Task objective: Arrange the records below as a numbered list, one line per number, skipping any blank lines. Include every record.

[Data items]
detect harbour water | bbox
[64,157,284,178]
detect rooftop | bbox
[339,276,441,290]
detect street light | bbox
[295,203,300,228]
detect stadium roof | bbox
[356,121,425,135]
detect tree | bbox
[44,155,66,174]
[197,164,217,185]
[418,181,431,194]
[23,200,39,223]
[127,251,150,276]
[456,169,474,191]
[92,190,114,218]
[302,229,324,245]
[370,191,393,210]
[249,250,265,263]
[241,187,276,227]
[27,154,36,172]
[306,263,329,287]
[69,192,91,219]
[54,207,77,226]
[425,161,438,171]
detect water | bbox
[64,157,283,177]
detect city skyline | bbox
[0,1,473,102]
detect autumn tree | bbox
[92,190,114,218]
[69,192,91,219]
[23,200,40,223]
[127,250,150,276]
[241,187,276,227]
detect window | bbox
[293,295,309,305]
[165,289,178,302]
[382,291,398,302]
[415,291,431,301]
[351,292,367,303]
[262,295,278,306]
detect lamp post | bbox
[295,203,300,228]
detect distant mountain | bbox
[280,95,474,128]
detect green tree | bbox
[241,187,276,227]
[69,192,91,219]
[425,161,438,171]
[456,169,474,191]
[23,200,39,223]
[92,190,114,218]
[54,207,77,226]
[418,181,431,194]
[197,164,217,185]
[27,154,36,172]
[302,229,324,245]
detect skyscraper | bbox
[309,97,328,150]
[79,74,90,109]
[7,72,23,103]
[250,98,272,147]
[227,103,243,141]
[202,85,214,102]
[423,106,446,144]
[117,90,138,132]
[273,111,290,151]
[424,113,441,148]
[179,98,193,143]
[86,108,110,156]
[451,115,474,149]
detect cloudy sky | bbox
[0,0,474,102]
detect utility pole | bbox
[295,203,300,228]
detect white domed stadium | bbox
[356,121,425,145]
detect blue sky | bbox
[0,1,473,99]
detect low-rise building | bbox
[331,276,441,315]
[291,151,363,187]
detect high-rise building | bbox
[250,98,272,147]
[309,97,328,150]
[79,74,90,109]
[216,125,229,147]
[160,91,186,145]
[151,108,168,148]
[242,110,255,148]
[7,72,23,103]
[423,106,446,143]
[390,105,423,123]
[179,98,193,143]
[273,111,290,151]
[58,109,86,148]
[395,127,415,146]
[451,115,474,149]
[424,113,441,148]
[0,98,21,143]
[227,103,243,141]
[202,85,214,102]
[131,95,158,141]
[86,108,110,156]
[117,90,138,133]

The result:
1. detect harbour water | bbox
2. [64,157,284,178]
3. detect rooftop | bbox
4. [339,276,441,290]
5. detect street light | bbox
6. [295,203,300,228]
7. detect stadium roof | bbox
8. [356,121,425,135]
9. detect tree | bbox
10. [44,155,66,174]
11. [197,164,217,185]
12. [418,181,431,194]
13. [23,200,39,223]
14. [127,251,150,276]
15. [456,169,474,191]
16. [92,190,114,218]
17. [302,229,324,245]
18. [370,191,393,210]
19. [249,250,265,263]
20. [241,187,276,227]
21. [27,154,36,172]
22. [306,263,329,287]
23. [69,192,91,219]
24. [54,207,77,226]
25. [425,161,438,171]
26. detect water | bbox
27. [64,157,283,177]
28. detect city skyline | bbox
29. [0,1,473,102]
30. detect autumn tree | bbox
31. [92,190,114,218]
32. [69,192,91,219]
33. [23,200,40,223]
34. [127,250,150,276]
35. [241,187,276,227]
36. detect window | bbox
37. [293,295,309,305]
38. [165,289,178,302]
39. [382,291,398,302]
40. [415,291,431,301]
41. [351,292,367,303]
42. [262,295,278,306]
43. detect lamp post | bbox
44. [295,203,300,228]
45. detect distant mountain | bbox
46. [280,95,474,128]
47. detect green tree | bbox
48. [241,187,276,227]
49. [69,192,91,219]
50. [425,161,438,171]
51. [456,169,474,191]
52. [23,200,39,223]
53. [92,190,114,218]
54. [54,207,77,226]
55. [418,181,431,194]
56. [197,164,217,185]
57. [27,154,36,172]
58. [302,229,324,245]
59. detect skyscraper | bbox
60. [309,97,328,150]
61. [79,74,90,109]
62. [7,72,23,103]
63. [250,98,272,147]
64. [227,103,243,141]
65. [202,85,214,102]
66. [423,106,446,144]
67. [117,90,138,132]
68. [273,111,290,151]
69. [424,113,441,148]
70. [179,98,193,143]
71. [86,108,110,156]
72. [451,115,474,149]
73. detect cloudy sky | bbox
74. [0,0,474,102]
75. detect utility pole | bbox
76. [295,203,300,228]
77. detect white domed stadium | bbox
78. [356,121,425,145]
79. detect blue sky | bbox
80. [0,1,473,99]
81. detect low-rise building | bbox
82. [331,276,441,315]
83. [291,151,363,187]
84. detect high-rise building | bbox
85. [250,98,272,147]
86. [309,97,328,150]
87. [79,74,90,109]
88. [216,125,229,147]
89. [160,91,186,145]
90. [151,108,168,148]
91. [242,110,255,148]
92. [7,72,23,103]
93. [423,106,446,143]
94. [390,105,423,123]
95. [179,98,193,143]
96. [273,111,290,151]
97. [58,109,86,148]
98. [395,127,415,146]
99. [451,115,474,149]
100. [424,113,441,148]
101. [0,98,21,143]
102. [227,103,243,141]
103. [202,85,214,102]
104. [131,95,158,141]
105. [86,108,110,156]
106. [117,90,138,133]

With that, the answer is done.